(Records from a dataset)
◇ ◇ ◇ ◇ ◇

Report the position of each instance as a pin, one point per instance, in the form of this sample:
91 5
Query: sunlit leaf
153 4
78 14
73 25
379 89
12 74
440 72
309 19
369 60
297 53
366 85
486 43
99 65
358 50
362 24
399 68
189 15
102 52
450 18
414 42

◇ ◇ ◇ ◇ ◇

**Required work:**
Reproduce every line of the material above, requests included, scaling each point coordinate in the answers by 0.25 and rounding to the nearest whole number, with halves rounded up. Leave the numbers in the requests and their format sample unchanged.

**Reply to the exercise:**
Report the position of each instance as a pin, one point per instance, in the form of this sample:
91 5
Query: sunlit leaf
38 1
20 4
18 6
95 22
3 19
110 18
77 5
92 15
74 13
92 21
122 11
25 16
90 13
91 6
100 17
47 4
26 13
113 5
104 11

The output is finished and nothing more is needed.